──────── SOURCE INFORMATION ────────

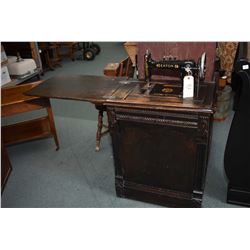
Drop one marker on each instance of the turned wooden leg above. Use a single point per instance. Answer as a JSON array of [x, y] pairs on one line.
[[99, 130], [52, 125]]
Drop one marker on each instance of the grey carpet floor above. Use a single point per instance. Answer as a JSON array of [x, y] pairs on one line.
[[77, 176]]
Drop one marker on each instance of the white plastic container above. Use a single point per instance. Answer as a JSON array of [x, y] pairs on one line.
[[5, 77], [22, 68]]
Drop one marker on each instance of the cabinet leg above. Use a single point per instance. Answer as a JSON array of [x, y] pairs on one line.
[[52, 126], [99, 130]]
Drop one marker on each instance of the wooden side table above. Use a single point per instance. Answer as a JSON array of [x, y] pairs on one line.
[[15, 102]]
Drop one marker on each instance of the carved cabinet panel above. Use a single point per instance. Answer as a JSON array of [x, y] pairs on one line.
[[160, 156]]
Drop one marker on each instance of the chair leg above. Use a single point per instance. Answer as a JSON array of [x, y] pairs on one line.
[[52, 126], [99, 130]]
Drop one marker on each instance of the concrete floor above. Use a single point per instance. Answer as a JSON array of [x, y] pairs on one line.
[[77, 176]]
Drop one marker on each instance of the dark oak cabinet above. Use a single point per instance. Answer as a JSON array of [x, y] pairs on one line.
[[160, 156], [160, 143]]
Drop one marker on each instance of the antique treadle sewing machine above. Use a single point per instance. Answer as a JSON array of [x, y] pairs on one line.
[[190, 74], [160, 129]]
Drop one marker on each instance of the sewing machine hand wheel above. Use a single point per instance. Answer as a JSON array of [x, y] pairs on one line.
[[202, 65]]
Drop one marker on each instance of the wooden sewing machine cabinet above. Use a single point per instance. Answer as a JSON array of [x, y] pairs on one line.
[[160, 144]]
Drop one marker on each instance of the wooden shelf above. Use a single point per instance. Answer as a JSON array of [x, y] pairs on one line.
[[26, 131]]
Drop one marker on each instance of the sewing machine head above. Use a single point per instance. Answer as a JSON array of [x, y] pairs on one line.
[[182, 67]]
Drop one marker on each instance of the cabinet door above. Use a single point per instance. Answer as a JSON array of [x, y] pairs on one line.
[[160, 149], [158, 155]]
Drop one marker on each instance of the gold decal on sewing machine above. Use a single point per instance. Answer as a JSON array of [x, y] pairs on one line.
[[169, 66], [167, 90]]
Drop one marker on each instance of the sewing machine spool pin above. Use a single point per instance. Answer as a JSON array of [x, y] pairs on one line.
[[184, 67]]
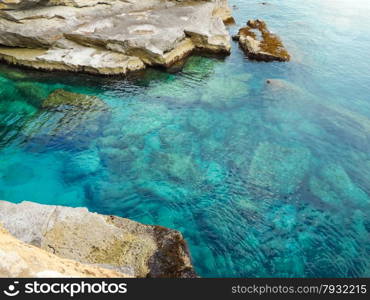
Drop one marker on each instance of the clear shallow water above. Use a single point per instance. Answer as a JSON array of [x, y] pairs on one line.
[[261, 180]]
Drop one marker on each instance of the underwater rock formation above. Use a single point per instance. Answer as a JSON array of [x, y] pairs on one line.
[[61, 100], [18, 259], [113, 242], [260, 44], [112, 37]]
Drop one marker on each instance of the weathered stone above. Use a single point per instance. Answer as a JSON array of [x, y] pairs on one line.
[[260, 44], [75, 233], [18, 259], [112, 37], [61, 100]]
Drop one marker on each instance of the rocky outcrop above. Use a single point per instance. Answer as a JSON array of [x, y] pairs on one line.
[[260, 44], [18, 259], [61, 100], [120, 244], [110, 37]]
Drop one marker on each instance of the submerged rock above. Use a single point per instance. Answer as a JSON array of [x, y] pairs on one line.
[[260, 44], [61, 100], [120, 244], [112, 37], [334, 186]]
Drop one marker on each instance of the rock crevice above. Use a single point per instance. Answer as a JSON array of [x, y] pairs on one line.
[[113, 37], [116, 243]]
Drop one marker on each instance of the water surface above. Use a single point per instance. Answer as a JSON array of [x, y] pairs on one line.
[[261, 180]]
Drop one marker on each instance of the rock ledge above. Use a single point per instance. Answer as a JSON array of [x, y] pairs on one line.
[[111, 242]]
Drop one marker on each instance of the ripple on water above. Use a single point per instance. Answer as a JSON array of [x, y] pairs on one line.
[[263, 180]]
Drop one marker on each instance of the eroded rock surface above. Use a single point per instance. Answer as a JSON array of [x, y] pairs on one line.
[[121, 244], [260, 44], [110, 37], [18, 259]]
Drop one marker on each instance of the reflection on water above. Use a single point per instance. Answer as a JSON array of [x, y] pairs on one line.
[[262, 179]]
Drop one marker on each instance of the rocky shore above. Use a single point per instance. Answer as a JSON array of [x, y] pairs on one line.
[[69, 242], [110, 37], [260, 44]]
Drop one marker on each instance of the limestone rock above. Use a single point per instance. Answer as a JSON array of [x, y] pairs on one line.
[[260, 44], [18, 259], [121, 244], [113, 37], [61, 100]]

────────

▶ _THE PROBLEM_
Each entry above is to be duplicated exactly, and its pictures omitted.

▶ _ANSWER_
Drop one marker on each instance of the turned wooden leg above. Use a single point per instance. Answer as a JSON array of [x, y] pairs on one line.
[[99, 130], [52, 125]]
Drop one marker on each instance of the grey carpet floor above. Use a single point per instance. Answer as a JSON array of [x, y] pairs on one line.
[[77, 176]]
Drop one marker on each instance of the white plastic container above. Use a single point per instance. Answer as a JSON array of [x, y] pairs on one line.
[[5, 77], [22, 68]]
Drop one marker on each instance of the cabinet leg above. Use a single point per instance. Answer as a JSON array of [x, y] pairs on one line.
[[52, 126], [99, 130]]
Drop one marker on each instance of the wooden side table above. Use a single point per instance. Answer as a JSON array of [x, y] pairs on one line.
[[15, 102]]
Drop one marker on each instance of the carved cabinet panel above. Use a single point per instance. Answer as a JSON array of [x, y] pairs on one line.
[[160, 156]]
Drop one marker on each instance of the chair leg above. Use a single point per instance. Answer as a JSON array of [x, y] pairs on one line.
[[52, 126], [99, 130]]
Drop one marker on each instance of the concrete floor above. Use a single point per instance. Answer as a JSON array of [x, y] pairs on one line.
[[77, 176]]
Drop one marker on each instance of the dark oak cabinet above. Use a single point per instance. Answer as a JSON array of [x, y] pairs on one line.
[[160, 156], [160, 143]]
Drop one marker on each instance of the antique treadle sewing machine above. Use a single point per instance. Answer as a JSON array of [x, y] pairs on one line.
[[190, 74], [160, 129]]
Drop one marker on each instance of the sewing machine hand wheel above. Use a single point per instance. Answer as a JSON array of [x, y] pairs on one line.
[[202, 65]]
Drop one marker on each instance of the wooden sewing machine cabinet above. Use a single point per instance. Answer as a JSON array of [x, y] pairs on one line.
[[160, 144]]
Drop one marker on each instance of the wooden shelf above. Use a single point per instance. Answer as a JSON array of [x, y] pairs on one line.
[[26, 131]]
Drop one marker on each instance of the sewing machine head above. Use a single point per instance. Answer as a JSON array of [x, y] pairs on one line.
[[182, 67]]
Drop one marker on each instance of the cabinet door above. Use a single point per instance. Answer as a JSON array of [x, y] pairs on one line.
[[160, 149], [158, 155]]
Drop one marker on each instance of the gold decal on sewing machine above. Use a single point per instance. Answer as a JSON array of [x, y] pairs on one line.
[[169, 66], [167, 90]]
Drop one marker on each instance of the sewing machine spool pin above. Use a single point per instance. Answer as a JSON array of [x, y] pairs on one line.
[[184, 67]]
Drop one marker on each instance of the clear shallow water above. Use a single point per instance. Answer as a JSON array of [x, y] pairs on one line.
[[261, 180]]
Drop one marker on each instance of the underwater rock formation above. Use a single point per instance. Answer as a JSON array of [x, y] pairs on one line.
[[61, 100], [18, 259], [113, 242], [260, 44], [112, 37]]
Drop one marker on each instance of the weathered stone above. Use a single point per instance. Answer as a JSON array of [x, y] pairs on one line.
[[260, 44], [75, 233], [18, 259], [112, 37], [61, 100]]
Drop one marker on each instance of the rocky outcrop above. Use a single point per instance. Answer as a JSON array of [x, y] pairs on one line.
[[260, 44], [18, 259], [61, 100], [120, 244], [110, 37]]
Drop one marker on each instance of the submerged rock above. Use a single point per instance. Answer as a JSON array of [x, y] pairs on one line.
[[260, 44], [61, 100], [120, 244], [112, 37], [334, 186]]
Drop one marker on each instance of the rock crevice above. Use a single point per instance. Answer as a JSON array of [x, y] pairs on one line.
[[113, 37], [116, 243]]
Drop one marker on each instance of the water surface above. Use a single point per instance. Answer as a JSON array of [x, y] pairs on one line.
[[261, 180]]
Drop one marker on each instance of the rock ledge above. Use a single point per instance. Answer as a JSON array of [x, y] pairs on one line.
[[111, 242]]
Drop one marker on each instance of the ripple on water above. Use a single point per instance. Answer as a JSON array of [x, y] pairs on one line.
[[263, 180]]
Drop one marker on each instance of the eroded rock surface above. Use a single point per instance. Answer as a JSON array of [x, y] pairs on one line.
[[121, 244], [260, 44], [110, 37], [18, 259]]
Drop one marker on each instance of the reflection on water above. Use a single point per instance. Answer as a JSON array of [x, y] pairs on one line.
[[262, 179]]
Drop one marker on each instance of the rocky shore above. Use a single point per instance. Answer as a JSON array of [x, y] pairs on one line.
[[69, 242], [110, 37], [260, 44]]
Drop one marker on each instance of the limestone rock above. Use a single point per instance. Answer as a JSON array of [x, y] pairs on one line.
[[260, 44], [18, 259], [121, 244], [113, 37], [61, 100]]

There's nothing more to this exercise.